_Document passage_:
• • • •

Big

ML One
Lecture 07
Introduction to (artificial) neural network
+
Multi-Layer Perceptron

Welcome 👩‍🎤🧑‍🎤👨‍🎤

By the end of this lecture, we'll have learnt about:
The theoretical:
- Neurons in biological neural network
- Neurons in artificial neural network (ANN)
- Neurons grouped in layers in artificial neural network
- Use function and matrix multiplication to describe what happens between layers in ANN
- A simple neural network - Multilayer Perceptron (MLP)
The practical:
- MLP implemented in python

First of all, don't forget to confirm your attendence on Seats App!

introduing "repeated exposure": the amazingness in our built-in perceptual adaptation effect

Recap

Today we are going to see how dots (adding/multiplying matrices, functions) are connected!!!

Scalar, vector and matrix 🧑‍🎨
- how to describe their shapes
-- number of rows x number of columns

Scalar, vector and matrix 🧑‍🎨
- how to multiply a row vector and a column vector?
-- dot product which results in a scalar
-- the shape rule: these two vectors have to be of the same length.

Scalar, vector and matrix 🧑‍🎨
- how to multiply two matrices?

• • • •

_Extracted data_:
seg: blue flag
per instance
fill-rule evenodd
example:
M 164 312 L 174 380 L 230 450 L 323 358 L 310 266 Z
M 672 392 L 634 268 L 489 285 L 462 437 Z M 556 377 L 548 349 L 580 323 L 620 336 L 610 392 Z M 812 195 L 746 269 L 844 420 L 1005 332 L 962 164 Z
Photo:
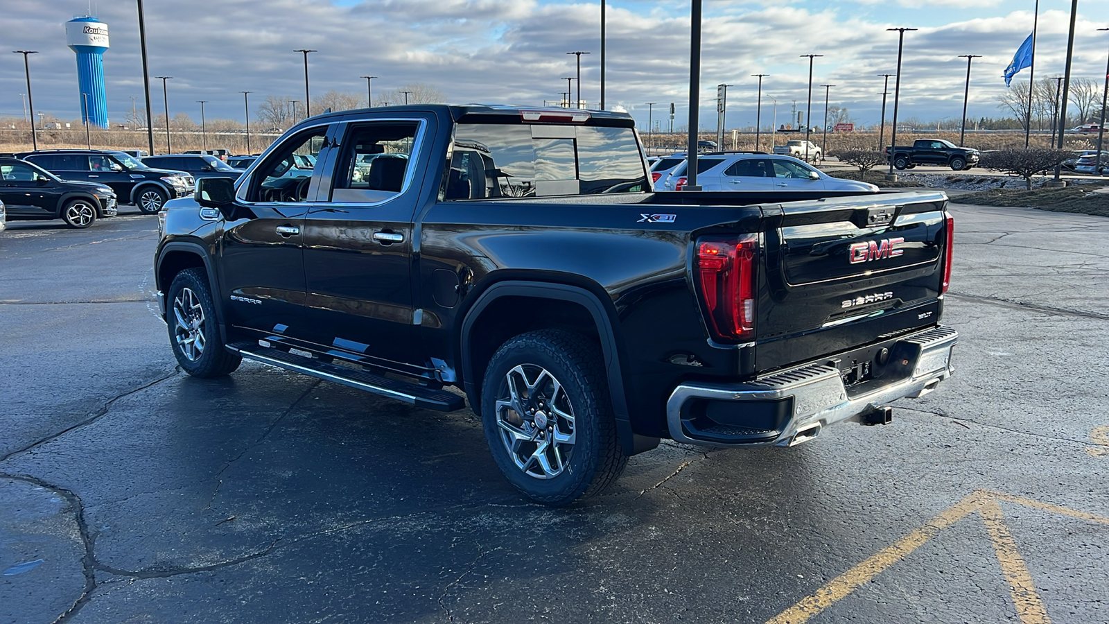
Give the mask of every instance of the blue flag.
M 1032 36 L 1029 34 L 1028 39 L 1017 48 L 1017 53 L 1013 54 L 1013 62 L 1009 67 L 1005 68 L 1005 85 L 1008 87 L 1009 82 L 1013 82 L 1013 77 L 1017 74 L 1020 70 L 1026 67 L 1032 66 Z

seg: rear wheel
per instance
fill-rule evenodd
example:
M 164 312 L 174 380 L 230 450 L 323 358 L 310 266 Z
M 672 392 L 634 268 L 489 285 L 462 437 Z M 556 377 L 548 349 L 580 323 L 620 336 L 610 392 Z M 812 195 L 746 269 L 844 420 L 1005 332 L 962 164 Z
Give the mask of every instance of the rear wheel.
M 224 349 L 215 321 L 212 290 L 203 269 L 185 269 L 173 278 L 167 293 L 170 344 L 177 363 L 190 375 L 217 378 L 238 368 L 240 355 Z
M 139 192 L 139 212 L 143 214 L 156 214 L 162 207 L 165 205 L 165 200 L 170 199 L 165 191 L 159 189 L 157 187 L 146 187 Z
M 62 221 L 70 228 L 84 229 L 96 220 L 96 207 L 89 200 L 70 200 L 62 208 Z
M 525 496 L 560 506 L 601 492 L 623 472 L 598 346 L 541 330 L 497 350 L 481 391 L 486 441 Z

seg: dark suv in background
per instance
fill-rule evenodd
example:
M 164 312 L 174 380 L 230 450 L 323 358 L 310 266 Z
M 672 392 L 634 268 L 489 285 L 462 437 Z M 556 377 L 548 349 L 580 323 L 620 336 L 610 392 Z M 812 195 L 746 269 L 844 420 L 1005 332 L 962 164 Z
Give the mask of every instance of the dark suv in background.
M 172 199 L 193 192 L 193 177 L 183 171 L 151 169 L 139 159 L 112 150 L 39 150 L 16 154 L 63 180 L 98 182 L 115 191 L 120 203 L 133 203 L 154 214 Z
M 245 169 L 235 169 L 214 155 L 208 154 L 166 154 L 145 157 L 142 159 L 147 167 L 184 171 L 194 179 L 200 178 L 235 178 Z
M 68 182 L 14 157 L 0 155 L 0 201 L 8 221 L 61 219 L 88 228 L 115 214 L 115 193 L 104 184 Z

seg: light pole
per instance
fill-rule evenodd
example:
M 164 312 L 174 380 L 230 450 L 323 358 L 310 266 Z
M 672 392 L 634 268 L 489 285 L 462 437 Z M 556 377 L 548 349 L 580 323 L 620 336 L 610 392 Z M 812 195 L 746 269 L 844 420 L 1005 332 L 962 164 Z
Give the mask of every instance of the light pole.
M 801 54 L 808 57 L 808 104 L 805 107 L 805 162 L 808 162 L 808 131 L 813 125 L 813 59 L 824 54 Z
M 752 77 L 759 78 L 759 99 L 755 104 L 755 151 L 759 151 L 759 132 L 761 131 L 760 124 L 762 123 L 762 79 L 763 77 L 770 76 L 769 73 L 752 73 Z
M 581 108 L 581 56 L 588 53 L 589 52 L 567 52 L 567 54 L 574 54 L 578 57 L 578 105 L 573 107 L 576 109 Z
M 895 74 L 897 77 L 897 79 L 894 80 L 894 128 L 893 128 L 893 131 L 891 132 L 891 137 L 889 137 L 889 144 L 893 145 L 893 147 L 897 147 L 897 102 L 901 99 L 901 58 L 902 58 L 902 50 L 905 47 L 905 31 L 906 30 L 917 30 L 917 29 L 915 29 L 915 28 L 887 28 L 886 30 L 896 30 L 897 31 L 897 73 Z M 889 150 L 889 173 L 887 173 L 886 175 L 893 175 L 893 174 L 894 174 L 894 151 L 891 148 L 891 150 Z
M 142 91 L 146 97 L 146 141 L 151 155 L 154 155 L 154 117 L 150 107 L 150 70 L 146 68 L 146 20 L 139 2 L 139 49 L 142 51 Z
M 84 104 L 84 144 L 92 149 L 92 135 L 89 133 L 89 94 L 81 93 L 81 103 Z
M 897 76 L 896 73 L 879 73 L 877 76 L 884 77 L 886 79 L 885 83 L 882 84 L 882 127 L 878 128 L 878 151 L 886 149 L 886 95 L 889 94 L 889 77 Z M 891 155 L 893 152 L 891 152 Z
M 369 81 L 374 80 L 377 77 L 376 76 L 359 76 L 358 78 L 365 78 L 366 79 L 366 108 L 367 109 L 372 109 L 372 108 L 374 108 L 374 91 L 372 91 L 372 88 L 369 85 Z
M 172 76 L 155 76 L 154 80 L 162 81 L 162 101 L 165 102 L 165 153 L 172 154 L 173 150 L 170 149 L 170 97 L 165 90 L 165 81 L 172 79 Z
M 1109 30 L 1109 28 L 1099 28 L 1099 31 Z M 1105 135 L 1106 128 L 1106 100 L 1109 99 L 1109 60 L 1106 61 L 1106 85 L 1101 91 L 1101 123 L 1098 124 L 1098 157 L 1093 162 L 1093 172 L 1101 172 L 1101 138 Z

• • • •

_Task brief_:
Continue the neural network lecture slides from the point where they stop.

_Task result_:
-- the shape rule:
-- the shapes of the two matrices should be: M x K and K x N
-- the shape of the product matrix would be: M x N

Functions 🧑‍🎨
- A function relates an input to an output.
-- Chain functions together to make a new function
-- Function graphs
-- Exp, sigmoid, quadratic, relu, sine, tanh (and they have characteristics)

Functions 🧑‍🎨
-- Function graphs
-- Exp, sigmoid, quadratic, relu, sine, tanh

end of recap

Artificial neural network is fun, computationally capable and made up of smaller components including neurons.

We'll meet quite a few new terms today - they are easy concepts, just have faith in perceptual adaptation through repetition!

Let's forget about math for now

the story starts from real biological neuron (a simulation) 🤘

As human we have roughly 86 (some said 100) billion neurons. A neuron is an electrically excitable cell that fires electric signals across a neural network. [wikipedia]

It is the fundamental unit of the brain and nervous system.
The cells are responsible for receiving sensory input, for sending motor commands to our muscles, and for transforming and relaying the electrical signals at every step in between.

Neurons are connected in some structure.
Connected neurons communicate with each other via electrical impulses. ⚡️

one neuron with dendrites, axon and transmitters

when did you last have a biology lesson?

Think of your happiest moment in memory, and this is probably what was going on in your brain during that moment.

Recap of the simulated neural process:
-- A neuron is charged by signals from other connected neurons.
-- We can refer to the level of accumulated charges in one neuron as its activation.
-- A neuron receives different levels of signals from different neurons.
-- Once a neuron is sufficiently charged, it fires off a charge to the next neurons.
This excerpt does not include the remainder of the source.